** start Data **

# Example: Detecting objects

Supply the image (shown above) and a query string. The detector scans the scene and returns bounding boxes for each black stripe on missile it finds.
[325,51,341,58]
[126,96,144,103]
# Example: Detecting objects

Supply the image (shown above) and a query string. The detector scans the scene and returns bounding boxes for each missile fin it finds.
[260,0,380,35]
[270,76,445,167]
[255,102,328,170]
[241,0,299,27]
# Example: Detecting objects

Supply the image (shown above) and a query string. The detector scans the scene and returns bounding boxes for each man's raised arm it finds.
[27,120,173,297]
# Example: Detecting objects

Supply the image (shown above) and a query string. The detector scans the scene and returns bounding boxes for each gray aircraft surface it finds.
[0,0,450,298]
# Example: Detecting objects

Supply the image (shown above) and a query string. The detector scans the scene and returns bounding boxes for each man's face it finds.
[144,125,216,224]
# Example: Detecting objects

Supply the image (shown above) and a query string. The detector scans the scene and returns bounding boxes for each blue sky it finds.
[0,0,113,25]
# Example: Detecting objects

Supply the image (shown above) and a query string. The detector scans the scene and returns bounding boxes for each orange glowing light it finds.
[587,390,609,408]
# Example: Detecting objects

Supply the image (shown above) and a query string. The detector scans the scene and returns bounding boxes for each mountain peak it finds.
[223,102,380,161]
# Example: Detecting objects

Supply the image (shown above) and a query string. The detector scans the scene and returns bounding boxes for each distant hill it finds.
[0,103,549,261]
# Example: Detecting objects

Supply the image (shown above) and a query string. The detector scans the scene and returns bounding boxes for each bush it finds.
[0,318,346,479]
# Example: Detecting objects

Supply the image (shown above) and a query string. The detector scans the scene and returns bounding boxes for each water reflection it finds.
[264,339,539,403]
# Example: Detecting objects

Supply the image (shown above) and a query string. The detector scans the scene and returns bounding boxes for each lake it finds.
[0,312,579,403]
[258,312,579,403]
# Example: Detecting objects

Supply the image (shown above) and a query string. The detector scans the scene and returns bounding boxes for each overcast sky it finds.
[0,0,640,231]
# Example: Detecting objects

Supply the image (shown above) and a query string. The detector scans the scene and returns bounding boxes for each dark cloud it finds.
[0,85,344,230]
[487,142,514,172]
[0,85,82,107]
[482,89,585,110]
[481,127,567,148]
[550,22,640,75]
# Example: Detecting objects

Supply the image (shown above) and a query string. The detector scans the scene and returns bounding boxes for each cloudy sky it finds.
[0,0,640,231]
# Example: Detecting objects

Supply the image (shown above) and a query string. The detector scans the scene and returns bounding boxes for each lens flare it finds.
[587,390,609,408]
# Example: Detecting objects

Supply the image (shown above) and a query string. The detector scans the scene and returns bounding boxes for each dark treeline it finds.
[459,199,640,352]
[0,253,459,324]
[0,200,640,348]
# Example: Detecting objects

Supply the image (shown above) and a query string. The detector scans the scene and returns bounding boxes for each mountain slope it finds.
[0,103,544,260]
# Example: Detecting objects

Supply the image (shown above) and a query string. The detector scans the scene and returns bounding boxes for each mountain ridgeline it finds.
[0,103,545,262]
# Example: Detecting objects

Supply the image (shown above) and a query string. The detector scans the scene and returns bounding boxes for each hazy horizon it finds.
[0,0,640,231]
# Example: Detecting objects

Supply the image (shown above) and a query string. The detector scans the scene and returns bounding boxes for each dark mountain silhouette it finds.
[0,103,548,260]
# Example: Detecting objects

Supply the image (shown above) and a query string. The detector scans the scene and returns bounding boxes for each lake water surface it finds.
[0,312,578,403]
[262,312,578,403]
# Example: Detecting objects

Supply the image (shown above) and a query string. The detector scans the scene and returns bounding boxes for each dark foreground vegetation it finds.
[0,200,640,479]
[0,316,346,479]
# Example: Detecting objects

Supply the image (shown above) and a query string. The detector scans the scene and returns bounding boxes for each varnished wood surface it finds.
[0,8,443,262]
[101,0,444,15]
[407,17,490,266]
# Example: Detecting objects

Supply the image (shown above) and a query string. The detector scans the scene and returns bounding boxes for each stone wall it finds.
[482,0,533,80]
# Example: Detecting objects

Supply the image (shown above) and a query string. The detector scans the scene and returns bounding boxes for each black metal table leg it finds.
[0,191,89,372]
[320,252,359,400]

** end Data **

> **Work required**: Copy the entries word for word, from the first line through the line that contains "[144,125,216,224]", including that line.

> **Worked answer**:
# Example: Detecting objects

Supply the image (shown above) and a query string. The detector scans the scene and returns bounding boxes for each black stripe on missile it finds.
[325,51,341,58]
[126,96,144,103]
# Example: Detecting objects

Supply the image (shown above) and a query string. The detector scans the scene and returns bounding boxes for each missile fin it finds.
[260,0,380,35]
[270,76,445,167]
[255,102,328,170]
[241,0,299,27]
# Example: Detecting objects

Supply the image (shown above) and a query string. The detector scans the scene and returns bounding boxes for each man's raised arm it finds.
[27,120,173,297]
# Example: Detecting objects

Supply the image (shown above) and a query string. The detector scans the scene and returns bounding boxes for each gray aircraft surface it finds.
[0,0,450,298]
# Example: Detecting objects

Supply the image (shown above) and a query string. The detector scans the scene and returns bounding boxes for each man's face it finds.
[144,125,216,224]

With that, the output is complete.